I think you've got the right approach - a vertical slice through the app that ch...

redbeard0x0a · on July 20, 2016

The concept I try to go for with that status check is 'Can this node connect to everything so it can successfully respond to http requests'. However my approach wouldn't identify an overloaded server, which might be a good thing if we need to scale up - taking down an overloaded server is just going to make the other servers that much more overloaded.

I'm aways up for hearing about other ways people solve health checks.

jocro · on July 21, 2016

> taking down an overloaded server is just going to make the other servers that much more overloaded

Emphatically agree, but it's important in the first place to design and deploy your infrastructure such that basic increases of scale are accounted for - prevention is the most important piece of the puzzle. Get that right and an overloaded server is symptomatic of something else, in which case taking down access to the unruly resource is first priority.

IMO, the big takeaway here is that they were load balancing simply by only hitting the top level - selectivity is somewhat tedious to build but worth it in the long run.

> _ENTRIES PROVIDED_
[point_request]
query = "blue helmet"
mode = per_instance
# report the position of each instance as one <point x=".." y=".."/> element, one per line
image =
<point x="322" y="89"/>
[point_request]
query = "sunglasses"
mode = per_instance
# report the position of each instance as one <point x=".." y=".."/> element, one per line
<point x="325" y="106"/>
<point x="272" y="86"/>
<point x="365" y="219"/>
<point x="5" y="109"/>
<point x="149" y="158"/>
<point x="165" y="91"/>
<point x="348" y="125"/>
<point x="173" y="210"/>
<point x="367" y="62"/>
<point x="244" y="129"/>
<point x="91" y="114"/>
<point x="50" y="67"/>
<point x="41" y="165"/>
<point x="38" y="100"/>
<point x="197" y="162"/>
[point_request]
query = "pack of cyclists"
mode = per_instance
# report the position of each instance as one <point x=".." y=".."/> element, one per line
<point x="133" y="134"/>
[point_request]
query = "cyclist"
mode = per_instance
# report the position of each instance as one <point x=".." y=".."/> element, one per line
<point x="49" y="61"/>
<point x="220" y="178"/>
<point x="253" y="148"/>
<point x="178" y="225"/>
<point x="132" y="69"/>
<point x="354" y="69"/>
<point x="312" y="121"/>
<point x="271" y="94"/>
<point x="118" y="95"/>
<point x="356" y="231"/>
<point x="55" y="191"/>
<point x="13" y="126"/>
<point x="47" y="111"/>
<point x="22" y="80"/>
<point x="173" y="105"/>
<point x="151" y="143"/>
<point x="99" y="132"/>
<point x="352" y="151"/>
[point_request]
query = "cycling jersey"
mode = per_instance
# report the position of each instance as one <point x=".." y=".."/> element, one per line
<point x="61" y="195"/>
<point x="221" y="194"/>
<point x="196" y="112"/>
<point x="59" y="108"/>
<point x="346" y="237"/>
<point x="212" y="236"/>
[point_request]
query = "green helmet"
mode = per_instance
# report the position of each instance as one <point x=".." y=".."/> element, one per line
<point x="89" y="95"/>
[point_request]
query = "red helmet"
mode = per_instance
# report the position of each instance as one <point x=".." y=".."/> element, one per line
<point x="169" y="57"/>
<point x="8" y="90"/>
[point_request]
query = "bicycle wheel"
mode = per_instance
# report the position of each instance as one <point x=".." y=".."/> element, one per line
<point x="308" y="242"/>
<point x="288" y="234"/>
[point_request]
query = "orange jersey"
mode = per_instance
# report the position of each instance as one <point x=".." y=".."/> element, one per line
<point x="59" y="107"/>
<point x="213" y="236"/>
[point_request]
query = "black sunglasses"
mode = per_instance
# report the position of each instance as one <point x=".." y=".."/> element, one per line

> _TASK INSTRUCTIONS_
(a) Transcribe the part of the forum thread on server health checks starting with "jocro · on July" and going on through "the long run.".
(b) Carry the forum thread on server health checks forward from its final sentence.

> _ANSWERS TO THIS EXERCISE_
(a)
jocro · on July 21, 2016

> taking down an overloaded server is just going to make the other servers that much more overloaded

Emphatically agree, but it's important in the first place to design and deploy your infrastructure such that basic increases of scale are accounted for - prevention is the most important piece of the puzzle. Get that right and an overloaded server is symptomatic of something else, in which case taking down access to the unruly resource is first priority.

IMO, the big takeaway here is that they were load balancing simply by only hitting the top level - selectivity is somewhat tedious to build but worth it in the long run.

(b)
orf · on July 20, 2016

Just because it can connect to everything doesn't mean it can successfully respond though.

mioelnir · on July 20, 2016

> Putting an IP address filter on that endpoint is usually enough to stop that.

Why is there even direct external IP connectivity to the realserver, sidestepping the loadbalancer?

kbenson · on July 20, 2016

Not all load balancers function at the same OSI layer. If you are using an IP based load balancer with transparent NAT, you don't really have a choice. Requests will be balanced across systems to that health check, but it's still a DOS if it's intensive enough to serve and someone hammers it hard enough.

chiph · on July 21, 2016

Lots of times companies will have a 3rd party firm do their availability monitoring for them.